■ **RECORDS TO USE**:
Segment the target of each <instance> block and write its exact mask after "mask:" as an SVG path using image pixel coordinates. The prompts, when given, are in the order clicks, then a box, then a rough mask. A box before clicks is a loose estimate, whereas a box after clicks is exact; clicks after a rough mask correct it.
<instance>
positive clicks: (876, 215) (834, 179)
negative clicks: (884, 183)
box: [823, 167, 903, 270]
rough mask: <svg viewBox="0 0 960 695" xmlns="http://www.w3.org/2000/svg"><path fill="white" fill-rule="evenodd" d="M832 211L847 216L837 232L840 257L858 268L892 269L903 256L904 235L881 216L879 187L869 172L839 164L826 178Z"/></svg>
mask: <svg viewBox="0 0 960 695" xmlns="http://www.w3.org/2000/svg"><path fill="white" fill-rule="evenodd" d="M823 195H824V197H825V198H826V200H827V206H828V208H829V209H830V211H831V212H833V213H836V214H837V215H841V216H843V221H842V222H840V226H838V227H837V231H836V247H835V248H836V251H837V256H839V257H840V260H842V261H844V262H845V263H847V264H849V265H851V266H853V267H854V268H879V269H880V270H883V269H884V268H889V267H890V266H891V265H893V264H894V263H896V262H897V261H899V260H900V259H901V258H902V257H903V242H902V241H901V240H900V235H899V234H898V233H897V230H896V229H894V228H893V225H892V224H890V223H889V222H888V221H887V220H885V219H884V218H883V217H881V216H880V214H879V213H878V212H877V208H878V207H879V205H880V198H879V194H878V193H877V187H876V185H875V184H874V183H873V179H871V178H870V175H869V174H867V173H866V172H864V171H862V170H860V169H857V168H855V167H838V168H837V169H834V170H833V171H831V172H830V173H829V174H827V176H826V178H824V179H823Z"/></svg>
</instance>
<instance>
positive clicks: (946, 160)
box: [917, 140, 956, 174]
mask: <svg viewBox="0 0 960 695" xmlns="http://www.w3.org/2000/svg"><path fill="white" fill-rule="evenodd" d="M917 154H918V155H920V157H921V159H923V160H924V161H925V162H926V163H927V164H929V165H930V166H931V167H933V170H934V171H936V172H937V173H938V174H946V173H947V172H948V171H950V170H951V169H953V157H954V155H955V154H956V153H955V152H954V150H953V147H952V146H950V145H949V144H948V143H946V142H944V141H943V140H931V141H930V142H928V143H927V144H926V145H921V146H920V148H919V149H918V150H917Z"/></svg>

■ **BRIEF**: All entries must be printed exactly, with nothing omitted.

■ **ANSWER BELOW**:
Segment the target of each <instance> block and write its exact mask after "mask:" as an SVG path using image pixel coordinates. The prompts, when given, are in the order clicks, then a box, then a rough mask. A box before clicks is a loose estimate, whereas a box after clicks is exact; clicks after a rough mask correct it.
<instance>
positive clicks: (876, 215) (834, 179)
negative clicks: (884, 183)
box: [823, 167, 903, 270]
rough mask: <svg viewBox="0 0 960 695" xmlns="http://www.w3.org/2000/svg"><path fill="white" fill-rule="evenodd" d="M832 211L847 216L837 232L840 257L858 268L892 269L903 256L904 235L881 216L879 187L869 172L839 164L826 178Z"/></svg>
mask: <svg viewBox="0 0 960 695" xmlns="http://www.w3.org/2000/svg"><path fill="white" fill-rule="evenodd" d="M823 195H824V197H825V198H826V200H827V206H828V208H829V209H830V211H831V212H833V213H836V214H837V215H841V216H843V221H842V222H840V226H838V227H837V231H836V247H835V248H836V251H837V256H839V257H840V260H842V261H844V262H845V263H847V264H849V265H851V266H853V267H854V268H879V269H880V270H883V269H884V268H889V267H890V266H891V265H893V264H894V263H896V262H897V261H899V260H900V259H901V258H902V257H903V242H902V241H901V240H900V235H899V234H898V233H897V230H896V229H894V228H893V225H892V224H890V223H889V222H888V221H887V220H885V219H884V218H883V217H881V216H880V214H879V213H878V212H877V208H878V207H879V205H880V198H879V194H878V193H877V187H876V185H875V184H874V183H873V179H871V178H870V175H869V174H867V173H866V172H864V171H862V170H860V169H857V168H855V167H838V168H837V169H834V170H833V171H831V172H830V173H829V174H827V176H826V178H824V179H823Z"/></svg>
</instance>
<instance>
positive clicks: (946, 160)
box: [917, 140, 956, 174]
mask: <svg viewBox="0 0 960 695" xmlns="http://www.w3.org/2000/svg"><path fill="white" fill-rule="evenodd" d="M917 154H918V155H920V157H921V159H923V160H924V161H925V162H926V163H927V164H929V165H930V166H931V167H933V170H934V171H936V172H937V173H938V174H946V173H947V172H948V171H950V170H951V169H953V157H954V155H955V154H956V153H955V152H954V150H953V147H952V146H950V145H949V144H948V143H946V142H944V141H943V140H931V141H930V142H928V143H927V144H926V145H921V146H920V148H919V149H918V150H917Z"/></svg>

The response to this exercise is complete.